### SOURCE
**********

Six years ago I started putting machine learning courses online in what I called the End to End Machine Learning School (e2eML). I hoped that eventually I would build a curriculum and a student body large enough to be self sustaining and allow me to teach full time. As of March 1, 2025 I'll be closing it down. Here are some things I learned along the way.
Money comes from students
It's obvious in retrospect, but in a school like mine, every dollar that went into my pocket came out of a student's pocket. In order to make enough to rely on teaching as a primary source of income, I either had to charge a few students a lot of money, or lots of students a little money. These approaches represent two different business plans: one where I focus on a small group of high-paying students and one where I recruit as many students as possible who can pay a small fee.
People don't like giving away their money
I was active on LinkedIn and Twitter and sent email newsletters. I posted regularly and engaged with commenters. I answered follow up questions and was responsive to requests. I had tens of millions of impressions on posts advertising my courses. Over 16,000 students committed to the school enough to sign up with an email address for some of the free content. Maybe 2% of those signed up for paid courses. Sales and marketing is hard work and I have a lot of respect for the people who are good at it.
I'm don't like telling people to give me their money
Some of the most popular ways of persuading people to part with their money are by frightening them or by promising them something you can't give them. I was uncomfortable with both of these, even in small doses. I wish I could have told prospective students that my courses would have gotten them high paying jobs, but that would have been an exaggeration. I wish I could have told them they'd be left behind if they didn't sign up today, but that would have been a lie. So I told them that the course content was fascinating and accessible, and might be useful. Not exactly a hard sell, but I realized that's the salesman I am.

**********

### DATASET RECORDS

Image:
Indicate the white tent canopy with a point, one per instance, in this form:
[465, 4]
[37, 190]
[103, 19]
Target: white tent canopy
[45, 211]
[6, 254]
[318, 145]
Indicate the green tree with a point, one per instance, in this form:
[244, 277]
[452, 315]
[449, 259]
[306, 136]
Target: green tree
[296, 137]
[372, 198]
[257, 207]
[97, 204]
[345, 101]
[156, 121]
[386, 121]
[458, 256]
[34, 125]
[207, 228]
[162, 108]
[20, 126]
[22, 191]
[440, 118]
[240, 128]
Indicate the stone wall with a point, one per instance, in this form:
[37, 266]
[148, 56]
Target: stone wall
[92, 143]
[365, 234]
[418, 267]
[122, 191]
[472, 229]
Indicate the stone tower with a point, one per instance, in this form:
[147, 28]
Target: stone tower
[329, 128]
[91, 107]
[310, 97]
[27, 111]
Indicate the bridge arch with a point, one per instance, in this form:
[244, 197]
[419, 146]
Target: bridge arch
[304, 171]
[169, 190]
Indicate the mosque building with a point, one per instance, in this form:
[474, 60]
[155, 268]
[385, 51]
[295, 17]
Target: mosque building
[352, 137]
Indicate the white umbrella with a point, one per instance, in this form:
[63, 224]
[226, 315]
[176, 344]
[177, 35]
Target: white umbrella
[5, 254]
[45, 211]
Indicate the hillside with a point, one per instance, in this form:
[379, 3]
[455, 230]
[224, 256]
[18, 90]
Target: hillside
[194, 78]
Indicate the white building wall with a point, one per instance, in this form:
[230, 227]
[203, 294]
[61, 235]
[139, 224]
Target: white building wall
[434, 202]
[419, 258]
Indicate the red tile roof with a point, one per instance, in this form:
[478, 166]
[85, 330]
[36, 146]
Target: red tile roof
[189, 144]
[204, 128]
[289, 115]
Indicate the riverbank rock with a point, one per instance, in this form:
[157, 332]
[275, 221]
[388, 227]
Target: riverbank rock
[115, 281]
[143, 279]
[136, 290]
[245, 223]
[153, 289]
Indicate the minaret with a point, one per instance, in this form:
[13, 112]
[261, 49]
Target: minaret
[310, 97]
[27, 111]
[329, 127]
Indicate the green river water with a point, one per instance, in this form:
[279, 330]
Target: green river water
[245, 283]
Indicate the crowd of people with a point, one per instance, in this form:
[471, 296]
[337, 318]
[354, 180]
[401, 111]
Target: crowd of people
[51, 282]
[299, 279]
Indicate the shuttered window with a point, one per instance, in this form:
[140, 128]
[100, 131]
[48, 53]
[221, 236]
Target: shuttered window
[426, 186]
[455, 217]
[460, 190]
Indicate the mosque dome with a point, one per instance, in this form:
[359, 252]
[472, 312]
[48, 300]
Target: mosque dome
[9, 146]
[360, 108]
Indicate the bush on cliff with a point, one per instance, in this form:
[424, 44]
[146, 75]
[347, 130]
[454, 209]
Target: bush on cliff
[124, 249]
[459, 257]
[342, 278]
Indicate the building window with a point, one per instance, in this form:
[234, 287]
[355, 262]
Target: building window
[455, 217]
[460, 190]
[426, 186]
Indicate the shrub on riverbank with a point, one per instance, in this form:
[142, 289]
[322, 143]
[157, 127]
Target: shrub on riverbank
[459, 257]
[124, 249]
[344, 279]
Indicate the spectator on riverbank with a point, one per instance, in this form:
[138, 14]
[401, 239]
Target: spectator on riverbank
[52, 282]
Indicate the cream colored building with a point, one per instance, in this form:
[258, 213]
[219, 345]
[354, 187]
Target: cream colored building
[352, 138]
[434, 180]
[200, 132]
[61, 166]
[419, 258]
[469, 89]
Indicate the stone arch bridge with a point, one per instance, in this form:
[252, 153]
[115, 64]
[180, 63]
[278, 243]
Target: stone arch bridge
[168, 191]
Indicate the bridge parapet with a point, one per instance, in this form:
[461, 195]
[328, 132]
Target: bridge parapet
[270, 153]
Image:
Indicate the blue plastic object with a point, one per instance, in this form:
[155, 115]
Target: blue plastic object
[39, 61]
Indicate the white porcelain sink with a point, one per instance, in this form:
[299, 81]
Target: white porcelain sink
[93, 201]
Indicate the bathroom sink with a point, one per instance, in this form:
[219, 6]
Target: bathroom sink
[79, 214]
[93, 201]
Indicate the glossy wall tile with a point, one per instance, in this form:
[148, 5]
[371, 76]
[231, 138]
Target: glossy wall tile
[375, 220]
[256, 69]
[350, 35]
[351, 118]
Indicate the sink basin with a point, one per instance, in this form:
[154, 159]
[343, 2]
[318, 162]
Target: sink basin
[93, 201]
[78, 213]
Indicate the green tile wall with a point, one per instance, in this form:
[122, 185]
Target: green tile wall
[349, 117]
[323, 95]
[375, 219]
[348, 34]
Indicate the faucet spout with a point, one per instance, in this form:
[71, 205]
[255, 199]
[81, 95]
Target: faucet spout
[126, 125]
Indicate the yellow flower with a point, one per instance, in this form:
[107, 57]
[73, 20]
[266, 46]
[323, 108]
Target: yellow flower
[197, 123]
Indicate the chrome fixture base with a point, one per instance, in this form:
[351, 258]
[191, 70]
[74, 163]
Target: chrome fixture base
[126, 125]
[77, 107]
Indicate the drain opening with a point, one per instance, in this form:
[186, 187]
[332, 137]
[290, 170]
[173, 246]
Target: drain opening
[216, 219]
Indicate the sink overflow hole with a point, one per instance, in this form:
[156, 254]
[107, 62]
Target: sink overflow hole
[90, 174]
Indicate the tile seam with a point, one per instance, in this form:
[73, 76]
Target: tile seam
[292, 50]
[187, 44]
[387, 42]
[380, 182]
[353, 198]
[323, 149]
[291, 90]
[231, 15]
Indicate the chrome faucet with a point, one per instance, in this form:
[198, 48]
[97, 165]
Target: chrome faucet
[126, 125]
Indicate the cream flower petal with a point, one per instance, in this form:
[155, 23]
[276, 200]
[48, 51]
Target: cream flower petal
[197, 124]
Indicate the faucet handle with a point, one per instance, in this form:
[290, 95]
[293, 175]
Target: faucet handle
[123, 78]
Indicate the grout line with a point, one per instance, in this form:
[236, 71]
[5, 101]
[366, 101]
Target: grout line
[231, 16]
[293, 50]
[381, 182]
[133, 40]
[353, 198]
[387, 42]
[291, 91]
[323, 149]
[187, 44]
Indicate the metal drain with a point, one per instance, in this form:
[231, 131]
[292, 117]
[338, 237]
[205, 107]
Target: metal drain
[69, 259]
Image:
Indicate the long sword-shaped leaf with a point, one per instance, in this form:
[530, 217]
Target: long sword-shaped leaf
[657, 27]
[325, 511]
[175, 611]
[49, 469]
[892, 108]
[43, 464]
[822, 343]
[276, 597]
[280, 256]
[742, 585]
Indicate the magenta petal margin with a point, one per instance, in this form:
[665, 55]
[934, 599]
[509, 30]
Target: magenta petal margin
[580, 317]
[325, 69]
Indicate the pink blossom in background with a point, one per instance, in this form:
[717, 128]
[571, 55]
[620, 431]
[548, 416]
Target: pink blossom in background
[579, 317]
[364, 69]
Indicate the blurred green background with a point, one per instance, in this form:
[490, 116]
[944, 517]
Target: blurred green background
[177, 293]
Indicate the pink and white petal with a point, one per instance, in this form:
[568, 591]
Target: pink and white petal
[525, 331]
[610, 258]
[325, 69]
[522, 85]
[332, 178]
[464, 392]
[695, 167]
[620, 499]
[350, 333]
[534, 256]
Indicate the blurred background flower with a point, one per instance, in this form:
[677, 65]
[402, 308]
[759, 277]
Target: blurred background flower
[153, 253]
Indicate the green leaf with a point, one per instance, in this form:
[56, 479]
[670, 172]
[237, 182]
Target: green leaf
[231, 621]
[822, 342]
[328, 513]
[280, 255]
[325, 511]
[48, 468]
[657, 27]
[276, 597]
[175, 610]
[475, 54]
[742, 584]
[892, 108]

**********

### REQUESTS
**A.** In the essay about closing the End to End Machine Learning School, roughly what share of the people who signed up with an email address went on to take paid courses?
**B.** Write the next part of the essay about closing the End to End Machine Learning School, picking up after its last sentence.

### RESULTS OF THE TASKS
**A.** Maybe 2%.

**B.**
I enjoy helping people get a foothold
When confronting a new topic or a new field, there's a thing that happens sometimes where you are excited about it, but you don't know where to start. That's a critical point. It's like starting to climb a mountain, but being confronted by a blank face of rock. There are a few people who will relentlessly hammer at it until they make their own way up, but there is a much larger group who just need some pointers on the first few steps--here's a less steep section; here's an edge to hold onto--and then they can take it from there. I love being able to point out those first few moves.
This became the pattern for the content I created. After getting comfortable with a topic, I would write to introduction and tutorial that I wish I had when I started. What would past me most want to know?
This decision meant that examples and concepts were often simplified, sometimes leaving out important details at first. Sometimes they weren't entirely correct, but gave a useful mental model for getting started. They definitely didn't showcase elegant mathematical formalisms and famous-name histories. It's not the only way to teach or even the best one, but it's one I chose.
I enjoyed reaching people who might not have many options
In order to make the courses financially accessible, I chose a low-tuition/ many student business model. This decision meant that I would not be able to give students much individual attention or mentoring or feedback. It made the nature of the courses more one-way and asynchronous. It certainly isn't the most effective way to teach. There is no substitute for one-on-one, interactive teaching. But it was the way I could reach the largest number people.
Ultimately it was also the reason I made the courses free. I realized that even a US$9 cost was prohibitive for many of the people I was trying to reach. I experimented with discounts and promotions and scholarships, but at the end I realized that I had two incompatible goals--1) get money from students and 2) reach students without money--so I let go of the former and doubled down on the latter.
I enjoyed lecturing more than fielding questions
I realized that I'm not actually cut out to be a great teacher. I like to write prose and code and presentations and videos, but I struggled when it came to debugging technical issues or answering students' very thoughtful questions about the content. The asynchronous nature of the content meant that I was already focused on the next course. Sometimes the questions were about something I published two years ago, and I had to do some industrial grade dredging to remember what I was thinking then.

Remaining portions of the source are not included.